QUOTED TEXT:
****

J.M.W. Turner: Sketchbooks, Drawings and Watercolours

ISBN 978-1-84976-386-8

Joseph Mallord William Turner Views of the Quayside, Le Havre ?1829

Joseph Mallord William Turner 1775–1851
Folio 8 Recto:
Views of the Quayside, Le Havre ?1829
D23713
Turner Bequest CCLIII 8
Pencil on pale cream laid paper, 156 x 107 mm
Inscribed by Turner ‘Dark Pails and | Canvas Covers’ centre right
Inscribed by John Ruskin in red ink ‘8’ top left upside down
Stamped in black ‘CCLIII – 8’ top left upside down
 
Accepted by the nation as part of the Turner Bequest 1856
The page contains four separate sketches, each drawn horizontally, the bottom two with the page turned upside down. Finberg noted this page simply as ‘Houses on quay, &c.’;1 however, the location of Le Havre has been confirmed.2 The right-hand part of the uppermost sketch depicts a rounded building whose shape indicates it is the Tower of François I (for further information on the tower, see under folio 7 verso; D23712). In this sketch, Turner concentrates not on the tower but on shapes of the buildings to the left of it. Of this group of buildings, the structure on the right seems to be a lighthouse, and at centre there appears to be an arched entrance within a wall or bastion.
The second sketch is the most detailed, depicting a busy quayside scene with buildings on the upper right, ships indicated by their masts, and a tower on the left topped with an onion-shaped dome. The central curved lines may indicate a bridge. The circular shapes at bottom right of this sketch are likely to indicate the wheels of a cart. The lines to the left of the wheels may depict a person. The objects in the foreground on the right appear to be pails, and some text appears beneath them which Finberg noted as reading ‘Dark Pails [and] Canvas Covers?’.3 The reading given here follows Finberg’s manuscript annotation to his 1909 Inventory, which he ascribes to ‘JPH’ (indicating the artist and collector John Postle Heseltine, 1843–1929). Turner therefore seems to have had a particular interest in recording the appearance of these pails.
The third and fourth sketches (drawn with the page turned upside down) both record the outline of buildings. The rounded and crenellated shape of the Tower of François I at Le Havre is indicated to the left of the third sketch. The fourth sketch seems to indicate a bastion over the water (as depicted in an engraving of the tower after M.G. Brabin4).

****

[Extracted data records]
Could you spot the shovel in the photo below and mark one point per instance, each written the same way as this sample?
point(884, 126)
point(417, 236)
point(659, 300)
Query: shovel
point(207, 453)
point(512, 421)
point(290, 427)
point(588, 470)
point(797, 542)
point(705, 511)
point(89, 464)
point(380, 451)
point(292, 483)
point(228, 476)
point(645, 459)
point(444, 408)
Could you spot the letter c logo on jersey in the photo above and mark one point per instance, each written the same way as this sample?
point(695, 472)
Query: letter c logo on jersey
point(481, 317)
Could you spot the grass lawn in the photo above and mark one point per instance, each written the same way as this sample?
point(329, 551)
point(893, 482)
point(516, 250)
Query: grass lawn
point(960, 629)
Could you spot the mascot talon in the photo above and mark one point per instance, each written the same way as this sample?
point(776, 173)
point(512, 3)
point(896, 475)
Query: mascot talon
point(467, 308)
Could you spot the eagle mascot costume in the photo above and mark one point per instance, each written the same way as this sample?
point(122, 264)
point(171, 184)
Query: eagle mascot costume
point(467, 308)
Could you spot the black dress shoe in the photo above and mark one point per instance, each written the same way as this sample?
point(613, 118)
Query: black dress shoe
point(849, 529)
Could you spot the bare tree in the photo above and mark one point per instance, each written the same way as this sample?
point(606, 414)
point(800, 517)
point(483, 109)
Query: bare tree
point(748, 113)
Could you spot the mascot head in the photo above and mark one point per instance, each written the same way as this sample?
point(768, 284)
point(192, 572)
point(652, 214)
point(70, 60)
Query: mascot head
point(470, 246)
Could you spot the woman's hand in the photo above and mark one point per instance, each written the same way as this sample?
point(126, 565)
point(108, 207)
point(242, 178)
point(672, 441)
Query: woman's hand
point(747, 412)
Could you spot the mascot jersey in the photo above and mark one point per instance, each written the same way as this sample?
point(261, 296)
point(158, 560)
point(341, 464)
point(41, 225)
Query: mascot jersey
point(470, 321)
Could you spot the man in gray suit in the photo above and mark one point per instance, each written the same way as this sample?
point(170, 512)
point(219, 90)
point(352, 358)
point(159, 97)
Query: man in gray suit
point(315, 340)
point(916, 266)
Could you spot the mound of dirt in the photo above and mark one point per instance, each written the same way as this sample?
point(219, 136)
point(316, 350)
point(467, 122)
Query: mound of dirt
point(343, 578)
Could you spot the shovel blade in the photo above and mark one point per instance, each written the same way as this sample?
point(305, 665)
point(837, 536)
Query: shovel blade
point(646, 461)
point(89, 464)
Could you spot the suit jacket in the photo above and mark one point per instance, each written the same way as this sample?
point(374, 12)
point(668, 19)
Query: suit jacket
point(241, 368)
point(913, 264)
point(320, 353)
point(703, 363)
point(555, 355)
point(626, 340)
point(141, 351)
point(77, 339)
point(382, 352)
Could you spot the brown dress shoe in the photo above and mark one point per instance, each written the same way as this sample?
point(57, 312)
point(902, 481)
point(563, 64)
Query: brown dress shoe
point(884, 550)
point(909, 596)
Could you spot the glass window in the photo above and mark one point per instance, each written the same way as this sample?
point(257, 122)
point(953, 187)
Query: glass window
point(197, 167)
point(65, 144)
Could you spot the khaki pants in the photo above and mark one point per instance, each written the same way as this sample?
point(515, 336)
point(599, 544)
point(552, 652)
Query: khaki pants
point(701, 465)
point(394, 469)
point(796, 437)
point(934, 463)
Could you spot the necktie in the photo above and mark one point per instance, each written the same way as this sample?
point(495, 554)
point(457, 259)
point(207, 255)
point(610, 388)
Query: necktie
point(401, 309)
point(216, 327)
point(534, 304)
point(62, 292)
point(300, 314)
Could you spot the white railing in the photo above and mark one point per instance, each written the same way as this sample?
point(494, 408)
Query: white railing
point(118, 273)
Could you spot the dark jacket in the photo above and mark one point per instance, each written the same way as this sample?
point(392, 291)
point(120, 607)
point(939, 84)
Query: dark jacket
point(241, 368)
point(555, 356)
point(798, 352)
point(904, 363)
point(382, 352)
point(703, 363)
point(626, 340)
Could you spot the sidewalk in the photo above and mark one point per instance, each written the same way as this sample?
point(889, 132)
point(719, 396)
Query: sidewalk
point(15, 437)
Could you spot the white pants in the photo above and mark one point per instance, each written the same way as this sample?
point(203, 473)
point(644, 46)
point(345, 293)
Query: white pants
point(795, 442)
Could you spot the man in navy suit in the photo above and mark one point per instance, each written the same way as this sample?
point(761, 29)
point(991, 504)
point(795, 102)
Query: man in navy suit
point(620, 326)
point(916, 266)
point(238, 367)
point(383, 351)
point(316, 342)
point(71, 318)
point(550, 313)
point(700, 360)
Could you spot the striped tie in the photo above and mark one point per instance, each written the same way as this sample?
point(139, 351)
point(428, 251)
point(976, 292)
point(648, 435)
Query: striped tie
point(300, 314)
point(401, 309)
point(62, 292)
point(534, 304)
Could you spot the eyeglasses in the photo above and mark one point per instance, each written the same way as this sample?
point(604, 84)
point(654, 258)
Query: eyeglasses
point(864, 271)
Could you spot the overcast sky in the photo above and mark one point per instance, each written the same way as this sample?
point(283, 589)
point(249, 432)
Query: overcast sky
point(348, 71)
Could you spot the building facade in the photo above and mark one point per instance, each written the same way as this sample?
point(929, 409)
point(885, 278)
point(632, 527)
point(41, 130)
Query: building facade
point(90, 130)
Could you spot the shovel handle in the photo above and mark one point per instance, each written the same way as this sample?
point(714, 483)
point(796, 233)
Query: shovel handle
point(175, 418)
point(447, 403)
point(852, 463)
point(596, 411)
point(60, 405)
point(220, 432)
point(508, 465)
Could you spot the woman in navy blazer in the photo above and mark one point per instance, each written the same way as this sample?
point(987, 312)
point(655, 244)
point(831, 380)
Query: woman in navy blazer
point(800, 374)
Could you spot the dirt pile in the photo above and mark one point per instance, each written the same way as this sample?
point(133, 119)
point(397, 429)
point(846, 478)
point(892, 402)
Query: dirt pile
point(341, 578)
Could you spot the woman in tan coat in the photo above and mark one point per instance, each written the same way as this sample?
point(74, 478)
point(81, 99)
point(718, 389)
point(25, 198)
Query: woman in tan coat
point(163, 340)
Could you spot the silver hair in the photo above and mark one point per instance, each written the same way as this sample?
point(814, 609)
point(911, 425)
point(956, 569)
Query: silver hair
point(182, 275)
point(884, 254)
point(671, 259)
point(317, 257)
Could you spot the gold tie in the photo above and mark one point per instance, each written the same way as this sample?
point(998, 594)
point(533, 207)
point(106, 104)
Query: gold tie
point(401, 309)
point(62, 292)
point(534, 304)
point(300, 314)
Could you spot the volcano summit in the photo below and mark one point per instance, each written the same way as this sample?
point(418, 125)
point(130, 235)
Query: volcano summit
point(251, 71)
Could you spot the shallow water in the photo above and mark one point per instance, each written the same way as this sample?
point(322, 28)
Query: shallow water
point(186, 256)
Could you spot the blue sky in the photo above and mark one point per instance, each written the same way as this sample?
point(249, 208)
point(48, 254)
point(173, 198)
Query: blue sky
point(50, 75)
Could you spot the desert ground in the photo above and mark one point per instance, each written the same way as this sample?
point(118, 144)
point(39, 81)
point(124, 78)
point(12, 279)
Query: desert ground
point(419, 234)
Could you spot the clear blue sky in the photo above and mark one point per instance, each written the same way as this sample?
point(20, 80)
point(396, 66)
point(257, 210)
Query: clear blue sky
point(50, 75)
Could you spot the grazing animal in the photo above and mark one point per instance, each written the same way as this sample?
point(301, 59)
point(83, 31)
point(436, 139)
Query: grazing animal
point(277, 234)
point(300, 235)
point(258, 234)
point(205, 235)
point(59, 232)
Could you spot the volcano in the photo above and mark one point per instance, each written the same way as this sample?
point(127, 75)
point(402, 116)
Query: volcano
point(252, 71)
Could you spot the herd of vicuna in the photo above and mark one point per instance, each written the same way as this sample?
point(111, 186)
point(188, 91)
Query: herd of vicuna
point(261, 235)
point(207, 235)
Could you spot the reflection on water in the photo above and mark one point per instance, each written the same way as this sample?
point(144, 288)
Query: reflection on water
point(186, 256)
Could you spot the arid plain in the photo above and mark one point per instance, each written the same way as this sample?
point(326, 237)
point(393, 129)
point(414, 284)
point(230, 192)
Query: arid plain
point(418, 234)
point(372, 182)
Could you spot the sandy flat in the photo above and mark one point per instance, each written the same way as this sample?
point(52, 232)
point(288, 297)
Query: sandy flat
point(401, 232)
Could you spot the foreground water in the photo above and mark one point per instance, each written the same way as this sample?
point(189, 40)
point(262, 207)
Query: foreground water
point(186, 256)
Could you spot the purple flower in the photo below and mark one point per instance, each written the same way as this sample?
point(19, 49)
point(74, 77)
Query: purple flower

****

COMPLETE THE FOLLOWING:
• a. Can you rewrite the records from the line containing "Could you spot the black" up to and including the line containing "point(849, 529)" as a JSON list of strings, one string per line, with blank lines omitted?
• b. Could you extend the catalogue entry on Turner's Le Havre quayside sketches from the point where it stops?

ANSWERS FOR THE EXERCISE:
• a.
[
  "Could you spot the black dress shoe in the photo above and mark one point per instance, each written the same way as this sample?",
  "point(613, 118)",
  "Query: black dress shoe",
  "point(849, 529)"
]

• b.
Art historian Ian Warrell states5 that this page relates to Turner’s later watercolour, The Quayside and Tower of François I at Le Havre, Normandy, c.1832 (D24648, Turner Bequest CCLIX 83). He refers presumably to the first, third and fourth sketches in particular, in which Turner records the shapes of the rounded tower and rectangular buildings, as also depicted in the watercolour.
This page is the first in a series which follow in the sketchbook (folios 8 recto–10 recto; D23713–D23717) recording the buildings on the quayside at Le Havre. With each page the buildings diminish in size and more of the coastline is depicted which indicate Turner gradually moving away from Le Havre and the north bank of the Seine estuary on which it is located, and across the water to the south bank of the Seine.

Caroline South
May 2017

1
Finberg 1909, II, p.768.
2
Warrell 1999, p.269 no.63, ?Ian Warrell, ‘Turner on the Seine: Topographical Index’, c.1999, Prints and Drawings Room, Tate Britain (printout in copy of Warrell 1999), p.3.
3
Undated MS note by A.J. Finberg (died 1939) in interleaved copy of Finberg 1909, Tate Britain Prints and Drawings Room, II, opposite p.768.
4
‘Ancienne Tour de François Ier au Havre’ (exact date unknown), www.wikimedia.org, accessed 17 March 2017, https://upload.wikimedia.org/wikipedia/commons/f/f3/L'Illustration_1862_gravure_Tour_de_François_Ier_au_Havre,_détruit_en_1861.jpg.
5
Warrell 1999, p.269 no.63.

How to cite

Caroline South, ‘Views of the Quayside, Le Havre ?1829 by Joseph Mallord William Turner’, catalogue entry, May 2017, in David Blayney Brown (ed.), J.M.W. Turner: Sketchbooks, Drawings and Watercolours, Tate Research Publication, November 2019, https://www.tate.org.uk/art/research-publications/jmw-turner/joseph-mallord-william-turner-views-of-the-quayside-le-havre-r1195619, accessed 18 April 2024.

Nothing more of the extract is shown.